GIVEN TASK> Show each line in the records that contains the string "field", copying every such line in full.

-- begin PROVIDED INFORMATION --

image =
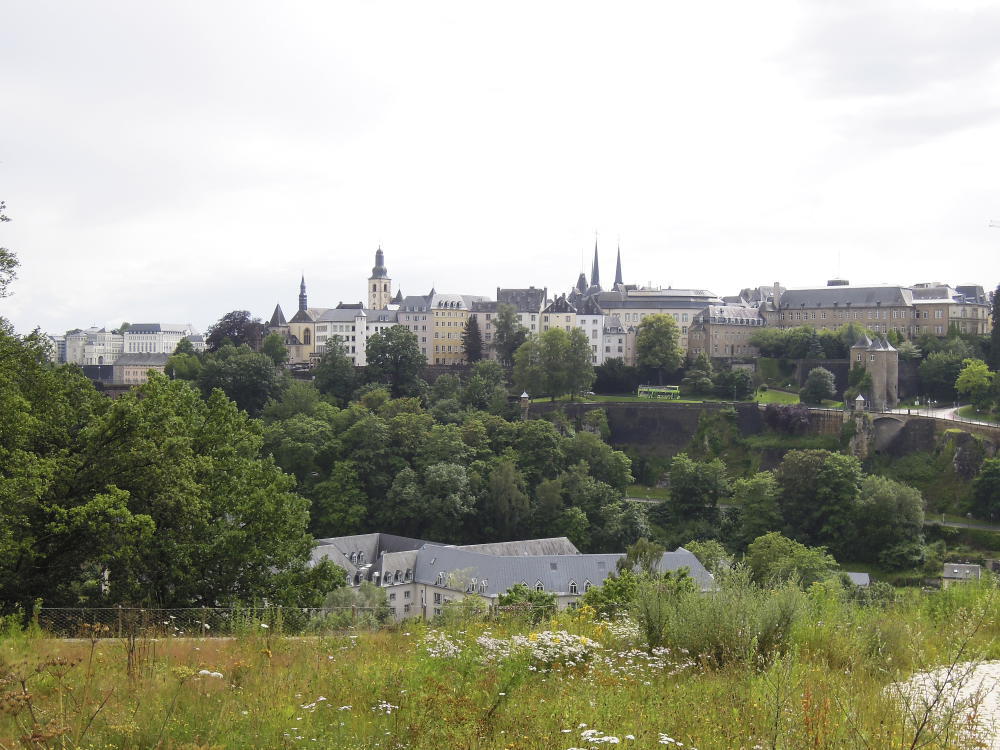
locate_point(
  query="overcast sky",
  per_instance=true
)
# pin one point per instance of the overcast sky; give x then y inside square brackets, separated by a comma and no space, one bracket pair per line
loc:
[175,161]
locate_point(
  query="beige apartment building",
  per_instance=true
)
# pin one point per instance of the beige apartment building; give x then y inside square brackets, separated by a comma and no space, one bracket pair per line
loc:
[909,311]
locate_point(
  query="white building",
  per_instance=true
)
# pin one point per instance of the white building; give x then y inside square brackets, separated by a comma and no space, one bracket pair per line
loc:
[160,338]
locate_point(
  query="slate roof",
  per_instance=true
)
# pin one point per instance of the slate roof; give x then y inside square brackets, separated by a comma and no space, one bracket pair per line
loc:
[841,296]
[149,359]
[961,572]
[525,300]
[555,572]
[558,545]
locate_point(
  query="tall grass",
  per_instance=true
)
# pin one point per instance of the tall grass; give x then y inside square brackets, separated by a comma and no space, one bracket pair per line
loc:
[742,667]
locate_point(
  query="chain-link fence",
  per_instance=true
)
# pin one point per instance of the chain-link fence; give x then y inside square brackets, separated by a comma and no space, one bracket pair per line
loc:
[203,622]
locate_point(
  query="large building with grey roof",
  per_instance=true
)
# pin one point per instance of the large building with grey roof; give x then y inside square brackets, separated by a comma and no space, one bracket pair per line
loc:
[421,576]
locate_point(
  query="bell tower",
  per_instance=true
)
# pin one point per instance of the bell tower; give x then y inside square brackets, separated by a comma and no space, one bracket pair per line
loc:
[379,284]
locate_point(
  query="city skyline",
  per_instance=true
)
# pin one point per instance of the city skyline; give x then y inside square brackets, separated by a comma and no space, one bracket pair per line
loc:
[175,163]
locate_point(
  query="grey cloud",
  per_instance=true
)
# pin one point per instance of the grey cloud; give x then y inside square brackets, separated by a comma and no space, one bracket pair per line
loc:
[861,49]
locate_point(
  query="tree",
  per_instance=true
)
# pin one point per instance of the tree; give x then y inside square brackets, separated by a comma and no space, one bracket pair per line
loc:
[394,358]
[994,334]
[698,378]
[247,377]
[975,380]
[508,334]
[472,340]
[614,376]
[938,374]
[656,344]
[757,497]
[274,347]
[537,605]
[643,557]
[157,497]
[890,518]
[774,559]
[335,374]
[736,383]
[696,487]
[986,490]
[505,505]
[819,493]
[237,328]
[8,260]
[820,385]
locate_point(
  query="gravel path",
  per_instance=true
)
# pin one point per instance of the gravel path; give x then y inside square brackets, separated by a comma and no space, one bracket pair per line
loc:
[967,689]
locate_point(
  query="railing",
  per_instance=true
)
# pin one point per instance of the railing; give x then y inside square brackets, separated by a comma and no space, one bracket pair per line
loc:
[202,622]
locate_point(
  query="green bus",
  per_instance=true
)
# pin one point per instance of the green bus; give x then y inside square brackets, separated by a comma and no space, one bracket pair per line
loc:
[658,391]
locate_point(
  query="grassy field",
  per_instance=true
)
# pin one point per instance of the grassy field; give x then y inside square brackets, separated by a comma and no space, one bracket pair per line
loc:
[970,412]
[773,396]
[824,682]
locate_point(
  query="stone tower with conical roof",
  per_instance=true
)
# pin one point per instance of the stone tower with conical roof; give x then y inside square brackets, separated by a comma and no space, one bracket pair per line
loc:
[379,284]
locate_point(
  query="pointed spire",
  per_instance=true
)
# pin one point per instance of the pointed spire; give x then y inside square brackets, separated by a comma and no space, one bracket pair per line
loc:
[595,272]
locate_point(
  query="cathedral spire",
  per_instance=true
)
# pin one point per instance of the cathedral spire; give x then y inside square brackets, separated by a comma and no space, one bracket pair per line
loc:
[595,272]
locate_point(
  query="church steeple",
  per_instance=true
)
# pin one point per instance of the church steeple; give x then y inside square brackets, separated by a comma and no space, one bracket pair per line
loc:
[595,272]
[379,284]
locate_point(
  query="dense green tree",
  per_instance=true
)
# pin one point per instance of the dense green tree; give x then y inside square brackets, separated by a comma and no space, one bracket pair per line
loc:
[8,260]
[162,490]
[643,556]
[335,374]
[614,597]
[820,385]
[274,347]
[697,379]
[339,503]
[247,377]
[537,605]
[938,373]
[237,328]
[472,340]
[613,376]
[555,363]
[994,333]
[976,382]
[657,344]
[710,553]
[757,498]
[986,490]
[394,358]
[539,450]
[505,506]
[508,334]
[183,366]
[774,559]
[696,487]
[889,518]
[485,389]
[819,494]
[604,462]
[736,383]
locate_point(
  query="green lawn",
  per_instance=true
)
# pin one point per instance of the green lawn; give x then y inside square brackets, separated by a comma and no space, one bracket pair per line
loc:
[652,493]
[969,412]
[772,396]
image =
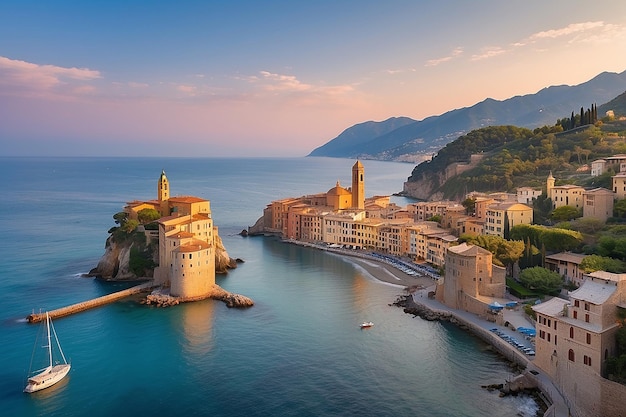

-- end PROVIDED INFORMATION --

WRITTEN SOLUTION>
  query="grassy field",
# pin one point per instance of the grassy field; give x then y inside square brackets, separated by a comma and no space, one bracket pair per line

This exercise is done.